▶ _Set task_:
Each entry should be quoted word for word, including every mark of punctuation.
─── Material shown ───
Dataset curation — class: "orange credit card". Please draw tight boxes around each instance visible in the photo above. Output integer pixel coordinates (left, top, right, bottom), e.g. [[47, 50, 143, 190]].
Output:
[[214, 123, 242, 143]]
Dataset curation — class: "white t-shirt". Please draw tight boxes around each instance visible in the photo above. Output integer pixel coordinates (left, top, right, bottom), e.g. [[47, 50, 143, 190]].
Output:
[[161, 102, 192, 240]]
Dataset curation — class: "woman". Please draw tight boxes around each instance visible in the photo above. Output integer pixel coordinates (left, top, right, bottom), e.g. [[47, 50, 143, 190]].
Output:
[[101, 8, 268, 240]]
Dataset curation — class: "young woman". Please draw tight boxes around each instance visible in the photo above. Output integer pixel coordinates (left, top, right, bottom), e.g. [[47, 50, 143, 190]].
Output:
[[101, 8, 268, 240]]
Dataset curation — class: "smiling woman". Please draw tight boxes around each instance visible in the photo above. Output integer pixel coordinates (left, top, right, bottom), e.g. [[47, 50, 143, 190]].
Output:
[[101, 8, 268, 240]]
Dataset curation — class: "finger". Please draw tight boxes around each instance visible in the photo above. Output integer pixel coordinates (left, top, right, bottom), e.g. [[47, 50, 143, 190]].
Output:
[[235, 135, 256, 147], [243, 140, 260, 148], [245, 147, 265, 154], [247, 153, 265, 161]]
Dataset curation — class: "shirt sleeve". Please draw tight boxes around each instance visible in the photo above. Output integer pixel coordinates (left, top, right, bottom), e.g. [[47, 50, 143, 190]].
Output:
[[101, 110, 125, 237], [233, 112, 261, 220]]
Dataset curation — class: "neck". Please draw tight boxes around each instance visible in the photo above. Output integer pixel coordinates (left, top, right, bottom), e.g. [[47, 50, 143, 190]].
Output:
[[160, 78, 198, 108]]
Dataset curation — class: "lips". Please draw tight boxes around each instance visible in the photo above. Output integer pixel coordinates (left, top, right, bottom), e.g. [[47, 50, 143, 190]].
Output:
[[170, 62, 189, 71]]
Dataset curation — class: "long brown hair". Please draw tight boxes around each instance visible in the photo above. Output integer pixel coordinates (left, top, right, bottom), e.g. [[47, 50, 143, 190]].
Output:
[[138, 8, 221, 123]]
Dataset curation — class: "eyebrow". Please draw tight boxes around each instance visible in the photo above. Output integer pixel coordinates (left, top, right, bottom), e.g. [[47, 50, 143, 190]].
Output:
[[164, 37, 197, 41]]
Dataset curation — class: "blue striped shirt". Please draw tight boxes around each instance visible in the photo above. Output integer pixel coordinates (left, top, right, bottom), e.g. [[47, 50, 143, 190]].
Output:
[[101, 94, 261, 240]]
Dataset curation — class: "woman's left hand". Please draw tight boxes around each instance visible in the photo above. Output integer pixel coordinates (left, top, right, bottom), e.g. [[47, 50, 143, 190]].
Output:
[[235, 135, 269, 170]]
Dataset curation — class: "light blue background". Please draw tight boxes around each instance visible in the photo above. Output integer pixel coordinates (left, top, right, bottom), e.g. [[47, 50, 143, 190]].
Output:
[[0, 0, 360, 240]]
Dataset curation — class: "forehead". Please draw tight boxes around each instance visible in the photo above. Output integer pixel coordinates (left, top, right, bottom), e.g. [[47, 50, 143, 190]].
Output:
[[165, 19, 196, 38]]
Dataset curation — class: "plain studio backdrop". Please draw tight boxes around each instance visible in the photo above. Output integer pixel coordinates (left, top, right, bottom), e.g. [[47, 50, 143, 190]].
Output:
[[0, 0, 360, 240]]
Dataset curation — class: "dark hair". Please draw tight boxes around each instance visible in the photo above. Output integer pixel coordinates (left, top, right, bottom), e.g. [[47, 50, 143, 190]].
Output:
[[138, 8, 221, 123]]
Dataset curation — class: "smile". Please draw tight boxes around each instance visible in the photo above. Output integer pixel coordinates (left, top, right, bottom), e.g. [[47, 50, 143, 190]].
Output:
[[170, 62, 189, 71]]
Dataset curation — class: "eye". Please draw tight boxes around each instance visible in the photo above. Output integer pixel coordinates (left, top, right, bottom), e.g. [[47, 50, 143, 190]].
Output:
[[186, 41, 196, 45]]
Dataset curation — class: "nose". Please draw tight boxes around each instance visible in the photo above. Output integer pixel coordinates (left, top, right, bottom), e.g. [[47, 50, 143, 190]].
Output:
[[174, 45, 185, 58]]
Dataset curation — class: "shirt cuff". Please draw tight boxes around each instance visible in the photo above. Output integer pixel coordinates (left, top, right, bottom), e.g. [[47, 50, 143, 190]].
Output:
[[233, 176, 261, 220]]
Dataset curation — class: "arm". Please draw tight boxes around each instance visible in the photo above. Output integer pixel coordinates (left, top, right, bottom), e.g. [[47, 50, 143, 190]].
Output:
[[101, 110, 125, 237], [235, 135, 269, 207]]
───
▶ _Response to this exercise_:
Dataset curation — class: "orange credit card". Please draw tight boxes around each instance visible in the photo above. Output integer pixel coordinates (left, top, right, bottom), e.g. [[47, 50, 143, 190]].
Output:
[[214, 123, 242, 143]]
Dataset curation — class: "white t-shirt". Please draw tight boxes around each instance visible in the photo above. Output integer pixel coordinates (left, top, right, bottom), e.g. [[47, 50, 143, 190]].
Output:
[[161, 102, 192, 240]]
Dataset curation — class: "woman". Please draw tight boxes around each instance visible in the photo above. Output integer pixel coordinates (left, top, right, bottom), e.g. [[47, 50, 143, 190]].
Output:
[[101, 8, 268, 240]]
Dataset curation — class: "young woman". Please draw tight boxes around each instance visible in the photo above. Output integer pixel coordinates (left, top, right, bottom), e.g. [[47, 50, 143, 190]].
Output:
[[101, 8, 268, 240]]
Dataset curation — class: "smiling woman". Please draw tight boxes around each instance visible in the photo above. Output integer pixel coordinates (left, top, right, bottom), e.g. [[47, 50, 143, 190]].
Output:
[[101, 8, 268, 240]]
Dataset curation — class: "finger". Please draw tight boxes around each instance visible in the photo above. Output integer pixel coordinates (left, top, right, bottom), e.g. [[47, 50, 143, 190]].
Output:
[[235, 135, 256, 147], [243, 140, 260, 148], [245, 147, 265, 154], [247, 153, 265, 161]]
Dataset curation — class: "shirt sleeve". Please draw tight boxes around each instance visible in the photo above. Output integer pixel coordinates (left, top, right, bottom), e.g. [[47, 50, 143, 190]].
Output:
[[101, 110, 125, 237], [233, 112, 261, 220]]
Dataset curation — class: "neck". Please draw tight boxes around each instance visible in the photo above. Output integer pixel coordinates (left, top, right, bottom), e.g. [[47, 50, 143, 190]].
Output:
[[160, 78, 198, 108]]
Dataset curation — class: "lips". Please draw tight boxes around each instance visible in the photo above. Output integer pixel coordinates (left, top, right, bottom), e.g. [[47, 50, 143, 190]].
Output:
[[170, 62, 189, 71]]
Dataset curation — class: "long brown hair". Please draw tight boxes around each instance visible in the photo above. Output integer pixel coordinates (left, top, right, bottom), e.g. [[47, 50, 143, 190]].
Output:
[[138, 8, 221, 123]]
Dataset curation — class: "eyebrow". Please draw tight boxes around each instance visible in the photo above. Output integer pixel coordinates (left, top, right, bottom), e.g. [[47, 50, 143, 190]].
Output:
[[164, 37, 197, 41]]
Dataset curation — class: "blue striped shirt". Please draw tight boxes around each instance visible in the photo above. Output integer pixel coordinates (left, top, right, bottom), e.g. [[47, 50, 143, 190]].
Output:
[[101, 94, 261, 240]]
Dataset curation — class: "woman's left hand". Please draw tight boxes around each instance visible in the photo above. Output integer pixel coordinates (left, top, right, bottom), e.g. [[47, 50, 143, 190]].
Output:
[[235, 135, 269, 170]]
Dataset curation — class: "light blue background". Please draw tight boxes around each instance visible in the photo above. Output integer pixel coordinates (left, top, right, bottom), e.g. [[47, 50, 143, 190]].
Output:
[[0, 0, 360, 240]]
Dataset curation — class: "forehead". Please draw tight boxes around each instance visible in the photo above. Output integer pixel coordinates (left, top, right, bottom), e.g. [[47, 50, 143, 190]].
Output:
[[165, 19, 196, 38]]
Dataset curation — class: "plain studio backdrop". Please draw tight boxes around each instance visible in the photo above. Output integer pixel coordinates (left, top, right, bottom), e.g. [[47, 50, 143, 190]].
Output:
[[0, 0, 360, 240]]
Dataset curation — class: "dark hair". Please draw tight boxes around each instance visible in the photo above. Output integer pixel coordinates (left, top, right, bottom), e.g. [[47, 50, 143, 190]].
Output:
[[138, 8, 221, 123]]
Dataset curation — class: "smile". Please draw tight boxes around each instance visible in the photo above. Output integer pixel coordinates (left, top, right, bottom), e.g. [[47, 50, 143, 190]].
Output:
[[170, 62, 189, 71]]
Dataset curation — class: "eye". Please draw tight boxes around each instance visible in the photo above. Output integer pixel coordinates (left, top, right, bottom), e.g. [[47, 50, 143, 190]].
Output:
[[186, 41, 196, 45]]
Dataset curation — class: "nose". Please draw tight boxes around each instance visible in the photo above. Output integer pixel coordinates (left, top, right, bottom), e.g. [[47, 50, 143, 190]].
Output:
[[174, 45, 185, 58]]
Dataset curation — class: "shirt cuff". Please draw tight boxes around each instance visible in the photo above. Output integer pixel coordinates (left, top, right, bottom), e.g. [[47, 50, 143, 190]].
Output:
[[233, 176, 261, 220]]
Dataset curation — class: "arm". Please draw tight boxes around each instance visible in the photo above. Output integer pixel coordinates (left, top, right, bottom), e.g. [[47, 50, 143, 190]].
Output:
[[101, 110, 125, 237], [235, 135, 269, 207]]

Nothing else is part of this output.